__Task statement__. Make an exact copy of all the records.

[Object point labels]
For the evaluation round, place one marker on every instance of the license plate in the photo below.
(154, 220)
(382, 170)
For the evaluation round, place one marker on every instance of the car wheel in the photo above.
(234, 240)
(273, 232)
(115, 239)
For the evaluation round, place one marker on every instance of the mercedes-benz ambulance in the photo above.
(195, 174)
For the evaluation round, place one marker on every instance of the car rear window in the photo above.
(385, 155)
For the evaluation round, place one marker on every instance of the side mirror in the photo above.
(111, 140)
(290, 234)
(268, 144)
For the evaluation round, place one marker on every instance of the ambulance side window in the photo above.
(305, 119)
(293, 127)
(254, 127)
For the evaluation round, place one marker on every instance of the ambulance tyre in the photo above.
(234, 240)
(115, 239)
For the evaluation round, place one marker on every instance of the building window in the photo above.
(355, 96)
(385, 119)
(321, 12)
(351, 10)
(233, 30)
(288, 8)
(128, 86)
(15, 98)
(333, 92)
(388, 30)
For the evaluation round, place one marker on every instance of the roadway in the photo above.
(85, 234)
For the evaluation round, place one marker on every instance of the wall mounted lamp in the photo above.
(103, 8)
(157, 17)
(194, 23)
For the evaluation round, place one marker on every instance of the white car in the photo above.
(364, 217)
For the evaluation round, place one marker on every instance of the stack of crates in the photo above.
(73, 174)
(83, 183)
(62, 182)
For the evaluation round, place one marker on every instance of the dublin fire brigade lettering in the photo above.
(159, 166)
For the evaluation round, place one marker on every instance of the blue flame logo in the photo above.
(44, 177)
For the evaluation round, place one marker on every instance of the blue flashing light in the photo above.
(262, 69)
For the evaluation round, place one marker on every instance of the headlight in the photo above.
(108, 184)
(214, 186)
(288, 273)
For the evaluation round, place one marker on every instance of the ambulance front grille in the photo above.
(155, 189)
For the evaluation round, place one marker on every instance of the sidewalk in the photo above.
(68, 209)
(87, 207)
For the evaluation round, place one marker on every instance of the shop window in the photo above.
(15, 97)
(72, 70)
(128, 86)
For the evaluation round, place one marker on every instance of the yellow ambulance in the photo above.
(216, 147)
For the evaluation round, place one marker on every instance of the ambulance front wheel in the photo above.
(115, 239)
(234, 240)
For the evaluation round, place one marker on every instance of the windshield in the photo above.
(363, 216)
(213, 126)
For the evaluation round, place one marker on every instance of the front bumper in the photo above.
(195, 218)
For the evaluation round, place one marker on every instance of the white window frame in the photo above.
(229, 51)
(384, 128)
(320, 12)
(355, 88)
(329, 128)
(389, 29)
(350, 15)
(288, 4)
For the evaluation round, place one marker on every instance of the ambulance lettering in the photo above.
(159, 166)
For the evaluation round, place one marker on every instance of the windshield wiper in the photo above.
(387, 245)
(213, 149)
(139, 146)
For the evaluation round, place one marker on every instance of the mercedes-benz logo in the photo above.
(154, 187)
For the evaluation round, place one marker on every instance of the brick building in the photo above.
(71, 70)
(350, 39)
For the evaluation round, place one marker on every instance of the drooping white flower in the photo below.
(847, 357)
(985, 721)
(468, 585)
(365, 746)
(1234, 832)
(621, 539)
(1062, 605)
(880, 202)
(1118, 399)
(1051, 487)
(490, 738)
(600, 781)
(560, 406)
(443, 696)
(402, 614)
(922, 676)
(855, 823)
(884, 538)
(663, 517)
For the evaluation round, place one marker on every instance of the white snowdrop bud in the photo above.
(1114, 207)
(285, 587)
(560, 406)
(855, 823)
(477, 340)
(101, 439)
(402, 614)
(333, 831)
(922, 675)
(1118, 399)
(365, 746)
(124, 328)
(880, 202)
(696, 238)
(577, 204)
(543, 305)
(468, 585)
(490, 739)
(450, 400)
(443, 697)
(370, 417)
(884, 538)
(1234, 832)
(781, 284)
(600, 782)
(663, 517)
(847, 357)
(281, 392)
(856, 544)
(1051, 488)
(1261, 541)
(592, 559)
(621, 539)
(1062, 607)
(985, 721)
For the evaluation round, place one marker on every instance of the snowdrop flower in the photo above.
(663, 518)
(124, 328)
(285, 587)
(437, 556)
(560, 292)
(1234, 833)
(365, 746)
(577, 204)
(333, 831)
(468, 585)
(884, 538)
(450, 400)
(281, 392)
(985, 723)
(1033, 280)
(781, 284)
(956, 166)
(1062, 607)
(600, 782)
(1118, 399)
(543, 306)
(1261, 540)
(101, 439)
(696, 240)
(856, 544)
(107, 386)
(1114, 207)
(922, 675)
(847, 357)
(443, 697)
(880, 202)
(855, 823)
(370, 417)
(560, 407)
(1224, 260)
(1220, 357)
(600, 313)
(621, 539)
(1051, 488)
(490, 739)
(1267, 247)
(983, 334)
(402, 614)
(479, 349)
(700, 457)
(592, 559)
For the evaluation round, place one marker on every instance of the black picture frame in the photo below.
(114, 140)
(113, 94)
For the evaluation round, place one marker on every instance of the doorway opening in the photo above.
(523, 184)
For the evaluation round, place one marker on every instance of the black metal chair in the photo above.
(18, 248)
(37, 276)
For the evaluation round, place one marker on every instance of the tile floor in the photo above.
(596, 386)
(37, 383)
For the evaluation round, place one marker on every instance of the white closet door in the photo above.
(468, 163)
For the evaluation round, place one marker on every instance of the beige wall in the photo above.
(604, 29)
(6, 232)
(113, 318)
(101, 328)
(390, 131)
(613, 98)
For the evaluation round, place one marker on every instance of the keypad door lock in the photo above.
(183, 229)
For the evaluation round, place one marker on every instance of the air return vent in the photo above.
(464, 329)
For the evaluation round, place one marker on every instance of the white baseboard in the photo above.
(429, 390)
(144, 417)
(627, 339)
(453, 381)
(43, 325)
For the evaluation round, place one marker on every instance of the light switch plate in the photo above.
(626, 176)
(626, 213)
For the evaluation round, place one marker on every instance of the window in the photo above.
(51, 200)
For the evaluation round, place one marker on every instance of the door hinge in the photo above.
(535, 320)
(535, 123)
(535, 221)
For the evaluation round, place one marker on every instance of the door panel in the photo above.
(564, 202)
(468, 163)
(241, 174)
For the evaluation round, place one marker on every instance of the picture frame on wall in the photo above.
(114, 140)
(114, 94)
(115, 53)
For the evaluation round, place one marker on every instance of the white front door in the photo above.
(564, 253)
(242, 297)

__Expected answer__.
For the evaluation round, place one marker on every instance of the license plate in the photo below.
(154, 220)
(382, 170)
For the evaluation round, place one marker on every instance of the car wheel in the photo above.
(234, 240)
(273, 232)
(115, 239)
For the evaluation round, place one marker on every instance of the mercedes-benz ambulance in the photo above.
(195, 174)
For the evaluation round, place one marker on every instance of the car rear window in the photo above.
(385, 155)
For the evaluation round, place one marker on every instance of the side mirror in the photo above.
(111, 140)
(290, 234)
(268, 144)
For the evaluation round, place one marker on every instance of the ambulance side window in the photo above.
(305, 119)
(293, 127)
(254, 127)
For the evaluation round, place one marker on every instance of the ambulance tyre in the photo above.
(234, 240)
(115, 239)
For the evaluation round, place one marker on every instance of the building window in the photo above.
(355, 96)
(385, 119)
(321, 12)
(351, 10)
(233, 30)
(288, 8)
(128, 86)
(15, 98)
(333, 92)
(388, 30)
For the evaluation round, place one marker on every instance of the roadway in the photo above.
(85, 234)
For the evaluation round, place one marker on every instance of the wall mounted lamp in the photo above.
(103, 8)
(157, 17)
(194, 23)
For the evaluation round, place one marker on every instance of the white car in the photo above.
(364, 217)
For the evaluation round, place one marker on every instance of the stack of crates in the photo above.
(73, 174)
(83, 183)
(62, 182)
For the evaluation round, place one marker on every instance of the dublin fire brigade lettering in the photo above.
(159, 166)
For the evaluation round, place one marker on every instance of the blue flame logo in the photo above.
(44, 177)
For the evaluation round, place one marker on every instance of the blue flashing light in the photo above.
(262, 69)
For the evaluation round, place one marker on every instance of the headlight in the photo above.
(108, 184)
(214, 186)
(288, 273)
For the evaluation round, place one marker on every instance of the ambulance front grille in the photo above.
(155, 189)
For the evaluation round, place one marker on every instance of the sidewalk in the photo above.
(68, 209)
(87, 207)
For the evaluation round, place one marker on every instance of the shop window in the photo above.
(15, 97)
(72, 70)
(128, 86)
For the evaluation round, place one marker on every instance of the yellow ambulance in the photo above.
(216, 147)
For the evaluation round, place one marker on every instance of the ambulance front wheel in the photo above.
(115, 239)
(234, 240)
For the evaluation round, place one marker on every instance of the windshield in the photo above.
(363, 216)
(213, 126)
For the evaluation round, place one marker on every instance of the front bumper in the photo above.
(195, 218)
For the evaluation round, place one marker on every instance of the white window frame in the photo above.
(229, 51)
(384, 128)
(320, 12)
(355, 88)
(329, 128)
(389, 29)
(350, 15)
(288, 4)
For the evaluation round, place one marker on every instance of the ambulance lettering in the photo above.
(159, 166)
For the evaluation round, place one marker on every instance of the windshield wiper in the photo above.
(387, 245)
(213, 149)
(139, 146)
For the evaluation round, place one marker on every instance of the mercedes-benz logo in the photo above.
(154, 187)
For the evaluation round, place one marker on every instance of the brick building in the photo above.
(71, 70)
(350, 39)
For the evaluation round, place one marker on every instance of the drooping white flower in the photo below.
(847, 357)
(985, 721)
(468, 585)
(365, 746)
(1234, 832)
(621, 539)
(1062, 605)
(880, 202)
(1118, 399)
(1051, 487)
(490, 738)
(600, 781)
(560, 406)
(443, 696)
(402, 614)
(922, 676)
(855, 823)
(884, 538)
(663, 517)
For the evaluation round, place one marker on every instance of the white snowdrop bud in the photo above.
(1114, 207)
(285, 587)
(560, 406)
(855, 823)
(477, 340)
(101, 439)
(402, 614)
(333, 831)
(922, 675)
(1118, 399)
(365, 746)
(124, 328)
(880, 202)
(696, 238)
(577, 204)
(543, 305)
(468, 585)
(490, 739)
(450, 400)
(443, 697)
(370, 417)
(884, 538)
(1234, 832)
(781, 284)
(600, 782)
(663, 517)
(847, 357)
(281, 392)
(856, 544)
(1051, 488)
(1261, 541)
(592, 559)
(621, 539)
(1062, 607)
(985, 721)
For the evaluation round, place one marker on every instance of the snowdrop flower in the photo above.
(663, 518)
(124, 328)
(285, 587)
(437, 556)
(560, 292)
(1234, 833)
(365, 746)
(577, 204)
(333, 831)
(468, 585)
(884, 538)
(450, 400)
(281, 392)
(985, 723)
(1033, 280)
(781, 284)
(956, 166)
(1062, 607)
(600, 782)
(1118, 399)
(543, 306)
(1261, 540)
(101, 439)
(696, 240)
(856, 544)
(107, 386)
(1114, 207)
(922, 675)
(847, 357)
(443, 697)
(880, 202)
(855, 823)
(370, 417)
(560, 407)
(1224, 260)
(1220, 357)
(600, 313)
(621, 539)
(1051, 488)
(490, 739)
(1267, 247)
(983, 334)
(402, 614)
(479, 349)
(700, 457)
(592, 559)
For the evaluation round, place one marker on every instance of the black picture frame in the photo below.
(114, 140)
(113, 94)
For the evaluation round, place one marker on every instance of the doorway opening in the photo above.
(523, 184)
For the evaluation round, place one marker on every instance of the black metal chair in the photo above.
(18, 248)
(37, 276)
For the evaluation round, place one marker on every instance of the tile floor in the photo above.
(596, 386)
(37, 383)
For the evaluation round, place one marker on every instance of the white closet door in the photo above.
(468, 163)
For the evaluation round, place one marker on every instance of the beige wall in the photo above.
(604, 29)
(6, 232)
(113, 318)
(101, 328)
(390, 131)
(613, 98)
For the evaluation round, place one marker on every instance of the keypad door lock in the photo above.
(183, 229)
For the evaluation round, place one marker on every instance of the air return vent in the photo above.
(464, 329)
For the evaluation round, place one marker on every instance of the white baseboard in the photo above.
(429, 390)
(144, 417)
(627, 339)
(453, 381)
(43, 325)
For the evaluation round, place one marker on every instance of the light switch plate in the photo above.
(626, 176)
(626, 213)
For the evaluation round, place one marker on every instance of the window in the photo above.
(51, 200)
For the evaluation round, place one marker on every instance of the door hinge in the photo above.
(535, 320)
(535, 123)
(535, 221)
For the evaluation round, place one marker on every instance of the door panel in the photo above.
(564, 202)
(468, 163)
(241, 174)
For the evaluation round, place one marker on every instance of the picture frame on wall in the photo above.
(114, 140)
(114, 94)
(115, 53)
For the evaluation round, place one marker on every instance of the white front door in the photo above.
(564, 253)
(242, 297)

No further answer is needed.